#### Things to do:
**A)** Rewrite the paragraph of the wrestling article that begins "For the uninitiated" as a short bulleted list that keeps its main facts.
**B)** Copy the stretch of the wrestling article from "Bareng said he" through "the point system.", changing "Olympians" to "Olympic athletes".

* START Given text *

Menlo College was one of the first colleges in the U.S. to start a women’s wrestling team. That was in 2001. Bareng said that when he started leading the team six years ago, the program had floundered and was on the verge of being cut.

Each year he’s coached, he said, he’s focused on building up the team, drawing upon his experience as a strength and conditioning coach to help athletes peak at the right time in the season and be mentally prepared to compete. As a result, the team’s rankings have risen, and it’s become easier to recruit wrestlers, he said.

For the uninitiated, he explained the basic rules of the sport. Women’s collegiate wrestling follows the “freestyle” rulebook, which is also used in the Olympics. (Women’s wrestling was formally recognized as an Olympic sport in 2004.) There are two, three-minute periods during which a wrestler is tasked with the overall objective of pinning her competitor, back flat on the mat. In addition, athletes can score points through different moves carrying different point values. A match can also end if a wrestler scores 10 or more points more than her opponent, which is called a “technical fall.”

Bareng said he likes that the female athletes he coaches are learning to compete the way Olympians do. In contrast, men usually wrestle in the “folk” style at the collegiate level, which has different time periods — a three-minute round, followed by two, two-minute rounds — and some differences in the point system.

When asked what attributes make a good wrestler, Bareng responded that she has to be tough, disciplined and able to fight through adversity.

* END Given text *
* START Listing *

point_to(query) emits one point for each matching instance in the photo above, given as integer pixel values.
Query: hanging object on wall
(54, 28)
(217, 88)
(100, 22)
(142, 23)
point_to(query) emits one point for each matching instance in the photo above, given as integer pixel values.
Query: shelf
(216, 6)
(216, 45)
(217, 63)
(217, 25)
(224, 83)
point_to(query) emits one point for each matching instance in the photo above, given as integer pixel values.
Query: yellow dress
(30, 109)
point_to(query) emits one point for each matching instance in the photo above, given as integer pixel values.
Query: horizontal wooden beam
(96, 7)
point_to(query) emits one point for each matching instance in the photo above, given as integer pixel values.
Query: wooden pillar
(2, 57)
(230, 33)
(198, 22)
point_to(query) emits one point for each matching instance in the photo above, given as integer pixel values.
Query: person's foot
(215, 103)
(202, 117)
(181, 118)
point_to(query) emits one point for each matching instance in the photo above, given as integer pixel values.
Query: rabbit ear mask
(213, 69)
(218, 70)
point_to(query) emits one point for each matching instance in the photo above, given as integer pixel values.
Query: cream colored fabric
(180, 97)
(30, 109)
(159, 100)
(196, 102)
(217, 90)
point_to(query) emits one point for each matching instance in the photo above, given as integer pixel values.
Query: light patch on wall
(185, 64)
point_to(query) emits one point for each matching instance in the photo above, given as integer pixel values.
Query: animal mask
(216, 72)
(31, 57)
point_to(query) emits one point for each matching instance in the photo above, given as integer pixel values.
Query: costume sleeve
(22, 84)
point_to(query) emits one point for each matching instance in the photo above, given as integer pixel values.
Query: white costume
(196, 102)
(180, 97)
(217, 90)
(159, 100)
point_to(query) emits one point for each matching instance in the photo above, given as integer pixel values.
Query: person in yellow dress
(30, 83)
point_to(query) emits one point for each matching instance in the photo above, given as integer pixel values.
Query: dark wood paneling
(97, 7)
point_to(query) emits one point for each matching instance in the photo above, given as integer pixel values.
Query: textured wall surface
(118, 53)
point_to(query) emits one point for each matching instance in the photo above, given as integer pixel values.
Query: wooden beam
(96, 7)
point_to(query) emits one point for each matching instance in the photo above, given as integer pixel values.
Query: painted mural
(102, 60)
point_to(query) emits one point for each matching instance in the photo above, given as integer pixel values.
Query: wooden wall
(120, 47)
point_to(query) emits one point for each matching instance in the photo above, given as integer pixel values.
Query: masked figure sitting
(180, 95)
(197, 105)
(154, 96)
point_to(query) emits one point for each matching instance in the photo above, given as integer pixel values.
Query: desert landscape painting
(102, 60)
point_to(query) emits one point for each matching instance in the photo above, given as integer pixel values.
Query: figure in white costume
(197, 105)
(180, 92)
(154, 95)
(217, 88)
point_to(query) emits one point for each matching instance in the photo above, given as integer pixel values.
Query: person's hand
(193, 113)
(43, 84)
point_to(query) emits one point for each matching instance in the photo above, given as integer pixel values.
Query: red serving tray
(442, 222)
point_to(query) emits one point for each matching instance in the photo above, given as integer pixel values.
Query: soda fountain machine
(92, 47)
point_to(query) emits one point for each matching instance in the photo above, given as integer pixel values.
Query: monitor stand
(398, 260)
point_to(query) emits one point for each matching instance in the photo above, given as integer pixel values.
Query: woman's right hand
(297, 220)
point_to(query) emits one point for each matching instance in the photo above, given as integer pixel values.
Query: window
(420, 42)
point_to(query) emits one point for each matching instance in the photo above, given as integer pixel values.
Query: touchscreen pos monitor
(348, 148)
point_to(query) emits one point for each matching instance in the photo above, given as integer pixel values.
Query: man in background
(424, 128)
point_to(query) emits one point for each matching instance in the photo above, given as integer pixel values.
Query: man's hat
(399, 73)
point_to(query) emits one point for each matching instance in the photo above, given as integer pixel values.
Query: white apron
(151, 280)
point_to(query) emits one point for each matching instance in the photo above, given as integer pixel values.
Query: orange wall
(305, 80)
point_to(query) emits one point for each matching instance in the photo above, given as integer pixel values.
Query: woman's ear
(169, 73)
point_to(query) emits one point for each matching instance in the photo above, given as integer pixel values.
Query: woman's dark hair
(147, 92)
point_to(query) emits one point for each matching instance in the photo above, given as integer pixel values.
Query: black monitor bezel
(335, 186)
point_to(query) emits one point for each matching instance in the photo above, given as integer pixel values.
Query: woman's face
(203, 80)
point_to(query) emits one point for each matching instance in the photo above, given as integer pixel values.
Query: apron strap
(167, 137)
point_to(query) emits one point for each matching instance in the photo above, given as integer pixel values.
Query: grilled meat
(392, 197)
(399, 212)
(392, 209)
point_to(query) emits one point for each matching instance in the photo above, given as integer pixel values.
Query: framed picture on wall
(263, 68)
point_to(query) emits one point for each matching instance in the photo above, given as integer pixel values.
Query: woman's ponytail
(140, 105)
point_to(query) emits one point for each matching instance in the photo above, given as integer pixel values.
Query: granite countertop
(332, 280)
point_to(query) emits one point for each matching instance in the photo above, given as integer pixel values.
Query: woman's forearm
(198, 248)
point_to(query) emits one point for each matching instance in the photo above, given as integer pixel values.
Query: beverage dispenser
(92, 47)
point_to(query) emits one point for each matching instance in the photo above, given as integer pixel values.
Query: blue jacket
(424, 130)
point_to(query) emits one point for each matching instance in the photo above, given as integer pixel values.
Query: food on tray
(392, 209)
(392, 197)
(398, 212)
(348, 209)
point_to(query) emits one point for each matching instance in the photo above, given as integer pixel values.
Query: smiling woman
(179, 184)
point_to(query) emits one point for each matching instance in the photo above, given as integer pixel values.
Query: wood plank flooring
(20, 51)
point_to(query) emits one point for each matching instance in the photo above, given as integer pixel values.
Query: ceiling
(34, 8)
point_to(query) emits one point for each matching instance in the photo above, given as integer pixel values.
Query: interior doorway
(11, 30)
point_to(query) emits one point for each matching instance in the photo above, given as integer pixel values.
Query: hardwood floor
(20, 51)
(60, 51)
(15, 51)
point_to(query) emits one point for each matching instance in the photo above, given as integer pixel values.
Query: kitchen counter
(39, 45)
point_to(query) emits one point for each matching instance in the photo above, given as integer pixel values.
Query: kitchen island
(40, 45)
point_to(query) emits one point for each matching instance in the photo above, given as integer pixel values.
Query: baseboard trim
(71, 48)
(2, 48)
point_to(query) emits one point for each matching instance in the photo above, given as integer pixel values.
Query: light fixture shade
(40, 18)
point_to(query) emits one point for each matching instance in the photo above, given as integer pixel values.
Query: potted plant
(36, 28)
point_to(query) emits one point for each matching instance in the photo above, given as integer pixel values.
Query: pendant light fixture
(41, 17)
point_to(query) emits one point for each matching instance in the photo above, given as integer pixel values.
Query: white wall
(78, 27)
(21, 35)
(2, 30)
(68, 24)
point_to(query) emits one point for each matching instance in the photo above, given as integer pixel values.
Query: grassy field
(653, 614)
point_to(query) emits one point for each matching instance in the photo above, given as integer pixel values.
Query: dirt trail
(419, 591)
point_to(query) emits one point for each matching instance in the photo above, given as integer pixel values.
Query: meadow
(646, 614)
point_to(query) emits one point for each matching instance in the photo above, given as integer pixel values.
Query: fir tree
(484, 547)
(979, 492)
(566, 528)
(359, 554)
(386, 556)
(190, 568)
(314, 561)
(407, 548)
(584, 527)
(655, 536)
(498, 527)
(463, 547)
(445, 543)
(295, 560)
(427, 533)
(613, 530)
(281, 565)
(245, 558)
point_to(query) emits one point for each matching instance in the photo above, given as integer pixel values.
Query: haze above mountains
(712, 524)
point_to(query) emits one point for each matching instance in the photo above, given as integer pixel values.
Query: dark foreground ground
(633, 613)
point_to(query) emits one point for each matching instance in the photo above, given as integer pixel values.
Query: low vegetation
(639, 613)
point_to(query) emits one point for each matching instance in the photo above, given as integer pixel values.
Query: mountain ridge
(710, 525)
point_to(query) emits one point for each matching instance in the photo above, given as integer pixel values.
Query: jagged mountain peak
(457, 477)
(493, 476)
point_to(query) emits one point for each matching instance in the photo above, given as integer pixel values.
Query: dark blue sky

* END Listing *

#### List of solutions:
**A)**
- Women's collegiate wrestling uses the "freestyle" rulebook, which the Olympics also use.
- Women's wrestling became an official Olympic sport in 2004.
- A match has two three-minute periods.
- The main goal is to pin the opponent with her back flat on the mat.
- Wrestlers also score points through moves that carry different point values.
- A match also ends if a wrestler leads by 10 or more points, which is called a "technical fall."

**B)**
Bareng said he likes that the female athletes he coaches are learning to compete the way Olympic athletes do. In contrast, men usually wrestle in the “folk” style at the collegiate level, which has different time periods — a three-minute round, followed by two, two-minute rounds — and some differences in the point system.